#### [TASK GOAL]
Filter the listing below down to the lines that contain the string "coordinates", matched case-sensitively, and copy each of those lines.

#### [DATA FOR THIS TASK]

■ ■ ■ ■

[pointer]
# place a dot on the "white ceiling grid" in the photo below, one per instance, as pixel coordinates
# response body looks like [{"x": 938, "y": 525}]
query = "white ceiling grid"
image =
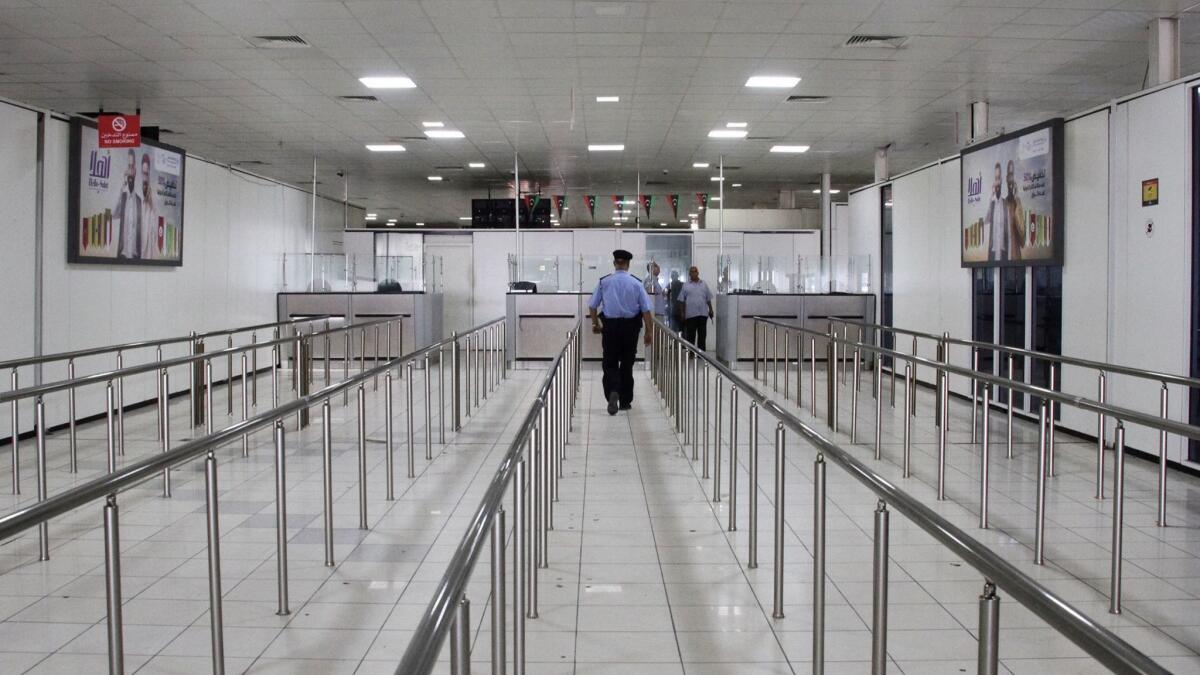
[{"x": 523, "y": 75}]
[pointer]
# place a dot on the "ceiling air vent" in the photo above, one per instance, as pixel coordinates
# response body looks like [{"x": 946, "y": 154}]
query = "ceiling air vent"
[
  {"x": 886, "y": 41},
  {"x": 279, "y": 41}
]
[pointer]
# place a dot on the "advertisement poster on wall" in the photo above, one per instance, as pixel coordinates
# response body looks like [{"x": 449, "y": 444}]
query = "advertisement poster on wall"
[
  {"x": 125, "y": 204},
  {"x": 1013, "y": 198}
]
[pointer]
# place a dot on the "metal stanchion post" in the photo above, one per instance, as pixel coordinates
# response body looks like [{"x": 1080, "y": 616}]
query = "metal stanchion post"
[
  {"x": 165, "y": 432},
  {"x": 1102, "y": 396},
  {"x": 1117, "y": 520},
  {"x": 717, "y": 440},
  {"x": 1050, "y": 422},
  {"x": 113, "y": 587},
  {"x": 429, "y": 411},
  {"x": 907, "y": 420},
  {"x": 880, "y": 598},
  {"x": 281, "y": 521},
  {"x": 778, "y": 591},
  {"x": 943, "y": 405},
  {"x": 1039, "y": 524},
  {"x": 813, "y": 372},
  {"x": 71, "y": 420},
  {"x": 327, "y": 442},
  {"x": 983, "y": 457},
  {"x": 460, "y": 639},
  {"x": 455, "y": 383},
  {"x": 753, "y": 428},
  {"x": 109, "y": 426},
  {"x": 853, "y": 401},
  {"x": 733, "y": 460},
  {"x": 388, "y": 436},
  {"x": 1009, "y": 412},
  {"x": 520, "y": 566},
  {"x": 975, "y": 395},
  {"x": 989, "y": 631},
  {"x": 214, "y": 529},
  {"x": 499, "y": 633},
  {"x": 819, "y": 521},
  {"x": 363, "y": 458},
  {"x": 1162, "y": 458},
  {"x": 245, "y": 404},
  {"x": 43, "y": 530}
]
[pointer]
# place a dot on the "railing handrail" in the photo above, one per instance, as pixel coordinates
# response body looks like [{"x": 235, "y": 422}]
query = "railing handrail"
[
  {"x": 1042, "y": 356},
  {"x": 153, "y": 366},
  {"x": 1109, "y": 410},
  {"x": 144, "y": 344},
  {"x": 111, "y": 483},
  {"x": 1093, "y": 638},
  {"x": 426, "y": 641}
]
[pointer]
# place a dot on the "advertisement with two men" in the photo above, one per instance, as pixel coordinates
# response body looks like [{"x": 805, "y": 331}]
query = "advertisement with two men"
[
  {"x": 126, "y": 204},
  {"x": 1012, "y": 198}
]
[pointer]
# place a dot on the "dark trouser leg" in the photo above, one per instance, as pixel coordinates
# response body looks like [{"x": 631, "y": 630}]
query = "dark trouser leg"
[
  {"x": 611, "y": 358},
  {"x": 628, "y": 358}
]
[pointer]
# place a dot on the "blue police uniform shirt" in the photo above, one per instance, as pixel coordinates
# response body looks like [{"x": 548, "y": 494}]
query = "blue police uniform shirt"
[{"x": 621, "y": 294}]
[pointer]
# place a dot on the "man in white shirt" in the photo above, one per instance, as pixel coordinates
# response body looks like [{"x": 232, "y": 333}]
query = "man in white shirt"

■ ■ ■ ■

#### [SOLUTION TO THIS TASK]
# place a dot on the "white ceiling grid" in the photo below, one per instance, as pixel coordinates
# place a dot on the "ceiling air vent" in the photo above, one per instance, as pixel coordinates
# place a dot on the "advertisement poster on wall" in the photo above, one per instance, as pixel coordinates
# place a dot on the "metal stanchion post" in the photo above, one per instance, as pixel coordinates
# place a dot on the "railing handrail" in the photo above, one per instance, as pixel coordinates
# place a dot on the "advertisement with two men" in the photo above, one per instance, as pixel coordinates
# place a dot on the "dark trouser leg" in the photo above, one per instance, as pixel coordinates
# place a dot on the "blue police uniform shirt" in the photo above, one per instance, as pixel coordinates
# place a dot on the "man in white shirt" in the photo above, one per instance, as pixel coordinates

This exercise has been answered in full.